PROBLEM STATEMENT: Count the lines in the material below that contain the string "antenna", where case counts, and give only that number.

Bounding-box records
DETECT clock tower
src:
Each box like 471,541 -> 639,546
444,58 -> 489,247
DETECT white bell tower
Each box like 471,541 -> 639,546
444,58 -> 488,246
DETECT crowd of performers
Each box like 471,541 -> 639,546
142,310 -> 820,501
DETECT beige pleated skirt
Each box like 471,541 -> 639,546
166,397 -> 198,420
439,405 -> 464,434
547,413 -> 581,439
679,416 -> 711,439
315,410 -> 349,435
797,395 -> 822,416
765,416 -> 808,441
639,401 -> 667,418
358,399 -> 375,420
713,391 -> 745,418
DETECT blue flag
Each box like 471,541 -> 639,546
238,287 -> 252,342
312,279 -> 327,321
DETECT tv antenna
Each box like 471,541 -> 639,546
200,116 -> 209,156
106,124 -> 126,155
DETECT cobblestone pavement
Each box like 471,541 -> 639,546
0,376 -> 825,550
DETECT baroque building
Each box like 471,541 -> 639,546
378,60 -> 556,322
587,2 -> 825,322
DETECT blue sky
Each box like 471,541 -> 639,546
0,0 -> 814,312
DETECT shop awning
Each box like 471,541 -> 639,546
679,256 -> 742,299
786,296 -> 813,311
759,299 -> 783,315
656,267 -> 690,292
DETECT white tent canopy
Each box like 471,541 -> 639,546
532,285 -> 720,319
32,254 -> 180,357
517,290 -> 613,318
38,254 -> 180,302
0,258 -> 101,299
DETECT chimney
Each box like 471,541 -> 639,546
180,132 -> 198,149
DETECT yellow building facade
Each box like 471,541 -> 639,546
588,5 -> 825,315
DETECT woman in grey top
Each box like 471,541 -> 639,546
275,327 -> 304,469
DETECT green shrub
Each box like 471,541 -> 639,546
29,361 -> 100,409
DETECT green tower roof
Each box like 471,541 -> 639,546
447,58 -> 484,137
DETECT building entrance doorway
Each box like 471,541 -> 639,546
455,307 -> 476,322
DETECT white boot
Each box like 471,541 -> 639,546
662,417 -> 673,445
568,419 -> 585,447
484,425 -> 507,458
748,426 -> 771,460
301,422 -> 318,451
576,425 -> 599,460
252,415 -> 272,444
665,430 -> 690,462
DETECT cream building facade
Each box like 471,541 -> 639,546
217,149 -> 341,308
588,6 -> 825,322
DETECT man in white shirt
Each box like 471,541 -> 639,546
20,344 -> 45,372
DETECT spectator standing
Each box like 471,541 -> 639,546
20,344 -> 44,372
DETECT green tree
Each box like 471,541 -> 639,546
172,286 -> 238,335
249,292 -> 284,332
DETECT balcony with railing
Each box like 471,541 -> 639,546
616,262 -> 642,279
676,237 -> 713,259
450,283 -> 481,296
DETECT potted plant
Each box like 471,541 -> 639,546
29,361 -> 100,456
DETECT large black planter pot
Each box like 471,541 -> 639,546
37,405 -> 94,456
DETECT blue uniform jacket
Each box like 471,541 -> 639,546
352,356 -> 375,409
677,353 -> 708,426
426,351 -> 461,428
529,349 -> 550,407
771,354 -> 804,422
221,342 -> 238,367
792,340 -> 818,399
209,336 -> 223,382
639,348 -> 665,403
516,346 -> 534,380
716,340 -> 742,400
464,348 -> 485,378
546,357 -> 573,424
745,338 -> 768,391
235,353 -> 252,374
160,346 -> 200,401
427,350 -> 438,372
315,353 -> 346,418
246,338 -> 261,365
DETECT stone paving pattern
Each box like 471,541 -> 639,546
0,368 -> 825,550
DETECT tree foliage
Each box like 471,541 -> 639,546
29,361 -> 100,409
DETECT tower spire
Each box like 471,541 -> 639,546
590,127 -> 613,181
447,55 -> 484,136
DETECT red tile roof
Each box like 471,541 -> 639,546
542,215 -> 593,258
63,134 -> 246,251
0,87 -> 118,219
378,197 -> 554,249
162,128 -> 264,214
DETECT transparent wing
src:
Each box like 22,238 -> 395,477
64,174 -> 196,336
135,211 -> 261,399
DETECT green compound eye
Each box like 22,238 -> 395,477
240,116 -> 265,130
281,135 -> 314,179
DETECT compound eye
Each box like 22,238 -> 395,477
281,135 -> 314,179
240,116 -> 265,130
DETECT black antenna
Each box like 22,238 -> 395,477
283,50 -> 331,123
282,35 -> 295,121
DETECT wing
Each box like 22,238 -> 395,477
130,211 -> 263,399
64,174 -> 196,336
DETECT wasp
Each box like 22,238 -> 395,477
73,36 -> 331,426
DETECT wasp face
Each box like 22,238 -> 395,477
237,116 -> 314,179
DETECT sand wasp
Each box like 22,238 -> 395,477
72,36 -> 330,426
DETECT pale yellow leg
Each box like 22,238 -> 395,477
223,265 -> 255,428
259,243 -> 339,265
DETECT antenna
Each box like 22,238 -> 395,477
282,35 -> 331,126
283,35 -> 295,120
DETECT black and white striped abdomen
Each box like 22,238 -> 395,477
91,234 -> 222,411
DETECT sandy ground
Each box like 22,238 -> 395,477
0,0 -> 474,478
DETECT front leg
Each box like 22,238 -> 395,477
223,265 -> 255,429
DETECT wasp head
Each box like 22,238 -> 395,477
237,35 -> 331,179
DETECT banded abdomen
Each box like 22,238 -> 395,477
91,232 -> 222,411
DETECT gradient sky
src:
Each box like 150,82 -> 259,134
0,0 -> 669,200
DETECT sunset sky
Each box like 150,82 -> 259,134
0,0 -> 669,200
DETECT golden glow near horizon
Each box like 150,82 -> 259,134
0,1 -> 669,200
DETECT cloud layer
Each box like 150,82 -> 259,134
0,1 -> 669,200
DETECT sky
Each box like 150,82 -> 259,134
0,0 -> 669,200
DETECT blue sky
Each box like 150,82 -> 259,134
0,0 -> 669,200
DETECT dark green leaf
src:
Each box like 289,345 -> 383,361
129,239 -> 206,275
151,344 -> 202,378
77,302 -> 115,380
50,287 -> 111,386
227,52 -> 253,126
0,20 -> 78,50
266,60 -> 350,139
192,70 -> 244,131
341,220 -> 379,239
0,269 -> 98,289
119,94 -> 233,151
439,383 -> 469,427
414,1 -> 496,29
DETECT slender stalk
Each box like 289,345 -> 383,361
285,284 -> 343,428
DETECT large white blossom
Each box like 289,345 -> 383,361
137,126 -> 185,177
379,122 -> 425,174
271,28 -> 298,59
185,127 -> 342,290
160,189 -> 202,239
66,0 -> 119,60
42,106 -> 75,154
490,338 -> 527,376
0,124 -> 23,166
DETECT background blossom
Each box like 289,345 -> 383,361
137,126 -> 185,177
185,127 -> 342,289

RESULT OF THIS EXERCISE: 3